> [EXERCISE TASK 1]: Filter the listing down to the lines that contain the string "ceiling", keeping each matching line whole and treating uppercase and lowercase as different.

> [DOCUMENT SECTION]:
* Start *

From d5322149dc5f3c8e9dc4f70de38eabebb8d659c4 Mon Sep 17 00:00:00 2001
From: Erik Strand <erik.strand@cba.mit.edu>
Date: Wed, 6 Mar 2019 16:26:43 -0500
Subject: [PATCH] Answer 6.6

---
 _psets/4.md | 55 +++++++++++++++++++++++++++++++++++++++++++++++++++++
 1 file changed, 55 insertions(+)

diff --git a/_psets/4.md b/_psets/4.md
index 09d314b..6120ef7 100644
--- a/_psets/4.md
+++ b/_psets/4.md
@@ -278,8 +278,63 @@ Assume that sunlight has a power energy density of $$1 \si{kW/m^2}$$ (this is a
 typical average value in the continental USA is $$\approx 200 \si{W/m^2}$$). Estimate the electric
 field strength associated with this radiation.
 
+The energy delivered per square meter in one second by sunlight is the field energy stored in a 1
+meter by 1 meter by 1 light second volume. So the average energy density of sunlight must be
+
+$$
+\frac{10^3 \si{J}}{1 \si{m} \cdot 1 \si{m} \cdot \num{3e8} \si{m}} = \num{0.33e-5} \si{J/m^3}
+$$
+
+The energy density of light in a vacuum is
+
+$$
+\begin{align*}
+U &= \frac{1}{2} (E \cdot D + B \cdot H) \\
+&= \frac{1}{2} \left( \epsilon_0 |E|^2 + \mu_0 |H|^2 \right) \\
+&= \frac{1}{2} \left( \epsilon_0 |E|^2 + \epsilon_0 |E|^2 \right) \\
+&= \epsilon_0 |E|^2
+\end{align*}
+$$
+
+since $$\vert E \vert / \vert H \vert = \sqrt{\mu_0/\epsilon_0}$$.
+
+Thus the root mean square magnitude of the electric field must be
+
+$$
+\frac{\num{0.33e-5} \si{J/m^3}}{\epsilon_0} = \num{3.8e5} \si{V^2/m^2}
+$$
+
+Since the electric field is a sinusoidal wave, the root mean square amplitude is half the maximum
+amplitude. So the peak field strength is $$\num{7.5e5} \si{V/m}$$.

* End *

(Location annotation dataset excerpts)

* Start *

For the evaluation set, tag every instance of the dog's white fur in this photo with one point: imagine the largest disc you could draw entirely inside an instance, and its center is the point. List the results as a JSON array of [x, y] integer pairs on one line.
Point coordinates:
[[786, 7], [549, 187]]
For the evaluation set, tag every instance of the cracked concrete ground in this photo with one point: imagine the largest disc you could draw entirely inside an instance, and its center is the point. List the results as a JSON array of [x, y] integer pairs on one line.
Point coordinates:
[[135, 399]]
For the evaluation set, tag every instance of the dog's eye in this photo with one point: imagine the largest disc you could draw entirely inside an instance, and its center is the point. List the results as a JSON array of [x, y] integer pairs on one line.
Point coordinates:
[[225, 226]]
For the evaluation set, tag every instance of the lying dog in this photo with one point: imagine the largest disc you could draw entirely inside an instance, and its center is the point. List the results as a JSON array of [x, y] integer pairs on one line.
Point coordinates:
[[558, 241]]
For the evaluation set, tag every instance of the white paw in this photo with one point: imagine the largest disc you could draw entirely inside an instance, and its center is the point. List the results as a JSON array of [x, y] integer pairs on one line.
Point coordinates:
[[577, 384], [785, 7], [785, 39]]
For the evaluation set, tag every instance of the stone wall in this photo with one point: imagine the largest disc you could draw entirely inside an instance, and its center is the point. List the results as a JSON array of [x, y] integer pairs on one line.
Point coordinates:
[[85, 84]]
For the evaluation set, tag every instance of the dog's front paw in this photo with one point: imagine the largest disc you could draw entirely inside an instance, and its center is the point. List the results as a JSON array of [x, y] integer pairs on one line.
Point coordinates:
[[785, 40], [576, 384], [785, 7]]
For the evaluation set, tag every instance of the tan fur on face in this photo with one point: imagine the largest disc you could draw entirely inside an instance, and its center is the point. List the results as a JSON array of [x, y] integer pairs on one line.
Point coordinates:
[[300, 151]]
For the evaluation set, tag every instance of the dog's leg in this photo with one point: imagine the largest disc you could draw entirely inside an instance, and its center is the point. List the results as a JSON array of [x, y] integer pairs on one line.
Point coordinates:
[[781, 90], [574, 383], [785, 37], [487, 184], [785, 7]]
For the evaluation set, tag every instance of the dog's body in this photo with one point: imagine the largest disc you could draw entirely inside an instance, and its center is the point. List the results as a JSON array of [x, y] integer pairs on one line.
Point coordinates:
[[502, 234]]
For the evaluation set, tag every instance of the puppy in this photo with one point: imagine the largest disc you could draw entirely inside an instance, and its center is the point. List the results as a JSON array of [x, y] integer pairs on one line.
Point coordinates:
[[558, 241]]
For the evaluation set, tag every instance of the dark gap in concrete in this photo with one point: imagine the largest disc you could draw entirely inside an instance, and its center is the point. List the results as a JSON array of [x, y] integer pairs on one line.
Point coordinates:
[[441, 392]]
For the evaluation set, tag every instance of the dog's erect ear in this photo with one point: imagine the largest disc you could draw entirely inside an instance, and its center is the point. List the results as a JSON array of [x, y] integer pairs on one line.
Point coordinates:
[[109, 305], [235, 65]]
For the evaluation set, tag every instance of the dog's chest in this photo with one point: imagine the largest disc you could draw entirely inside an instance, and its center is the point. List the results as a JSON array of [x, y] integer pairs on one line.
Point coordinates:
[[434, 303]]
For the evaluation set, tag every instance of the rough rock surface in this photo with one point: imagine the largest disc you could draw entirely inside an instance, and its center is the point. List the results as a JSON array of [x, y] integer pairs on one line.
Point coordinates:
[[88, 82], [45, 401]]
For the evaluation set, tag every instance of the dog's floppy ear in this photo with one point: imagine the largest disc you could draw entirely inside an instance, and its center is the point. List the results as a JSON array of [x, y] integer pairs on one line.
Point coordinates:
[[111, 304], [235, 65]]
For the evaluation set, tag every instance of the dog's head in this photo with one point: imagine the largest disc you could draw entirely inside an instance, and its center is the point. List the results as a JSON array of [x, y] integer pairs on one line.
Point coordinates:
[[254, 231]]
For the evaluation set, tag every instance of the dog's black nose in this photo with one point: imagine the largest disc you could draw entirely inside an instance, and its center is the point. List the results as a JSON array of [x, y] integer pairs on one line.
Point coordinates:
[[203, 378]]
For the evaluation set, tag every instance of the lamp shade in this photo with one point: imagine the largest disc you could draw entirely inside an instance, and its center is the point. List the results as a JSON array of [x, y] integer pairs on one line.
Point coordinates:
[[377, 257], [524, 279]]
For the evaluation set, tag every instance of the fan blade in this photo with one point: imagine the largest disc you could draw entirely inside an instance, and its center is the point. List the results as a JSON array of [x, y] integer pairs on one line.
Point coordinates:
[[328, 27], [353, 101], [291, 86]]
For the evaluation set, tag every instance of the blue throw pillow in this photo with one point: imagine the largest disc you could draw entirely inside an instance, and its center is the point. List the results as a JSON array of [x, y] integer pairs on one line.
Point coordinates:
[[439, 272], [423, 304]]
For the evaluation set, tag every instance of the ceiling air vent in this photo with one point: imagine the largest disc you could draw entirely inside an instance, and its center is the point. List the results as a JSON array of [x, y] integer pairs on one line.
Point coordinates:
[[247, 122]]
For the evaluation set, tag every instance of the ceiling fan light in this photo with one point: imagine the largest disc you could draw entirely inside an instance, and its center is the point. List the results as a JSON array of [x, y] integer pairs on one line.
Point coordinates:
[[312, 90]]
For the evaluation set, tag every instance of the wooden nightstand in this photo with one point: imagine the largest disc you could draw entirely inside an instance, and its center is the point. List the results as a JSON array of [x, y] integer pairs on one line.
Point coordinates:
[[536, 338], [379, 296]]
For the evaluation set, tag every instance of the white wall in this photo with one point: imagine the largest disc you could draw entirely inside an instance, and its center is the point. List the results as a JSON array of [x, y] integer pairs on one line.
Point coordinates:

* End *

> [EXERCISE TASK 2]: Continue the patch on the electric field strength of sunlight, starting right after its last line.

> [WRITTEN ANSWER 1]:
For the evaluation set, tag every instance of the ceiling air vent in this photo with one point: imagine the largest disc you could draw entirely inside an instance, and its center is the point. List the results as a JSON array of [x, y] integer pairs on one line.
For the evaluation set, tag every instance of the ceiling fan light in this photo with one point: imagine the largest disc you could draw entirely inside an instance, and its center is the point. List the results as a JSON array of [x, y] integer pairs on one line.

> [WRITTEN ANSWER 2]:
+
+
 ### (b)
 
 {:.question}
 If 1 W of power is focused in a laser beam to a square millimeter, what is the field strength? What
 about if it is focused to the diffraction limit of $$\approx 1 \si{\mu m^2}$$?
+
+Summarizing the previous section, we found that the root mean square field strength necessary to
+deliver $$x$$ watts of power to an area $$A$$ is
+
+$$
+\frac{x \si{W}}{c \si{m/s}} \cdot \frac{1}{A \si{m^2}} \cdot \frac{1}{\epsilon_0 \si{F/m}}
+$$
+
+So for one watt to be delivered to a square millimeter, the RMS field strength is
+
+$$
+\frac{1 \si{W}}{\num{3e8} \si{m/s}} \cdot \frac{1}{10^{-6} \si{m^2}} \cdot \frac{1}{\num{8.85e-12} \si{F/m}}
+= \num{3.8e8} \si{V^2/m^2}
+$$
+
+which means the peak field strength is $$\num{7.5e8} \si{V/m}$$.
+
+If it's focused down to a square micrometer, the RMS field strength is
+
+$$
+\frac{1 \si{W}}{\num{3e8} \si{m/s}} \cdot \frac{1}{10^{-12} \si{m^2}} \cdot \frac{1}{\num{8.85e-12} \si{F/m}}
+= \num{3.8e14} \si{V^2/m^2}
+$$
+
+and the peak field strength is $$\num{7.5e14} \si{V/m}$$.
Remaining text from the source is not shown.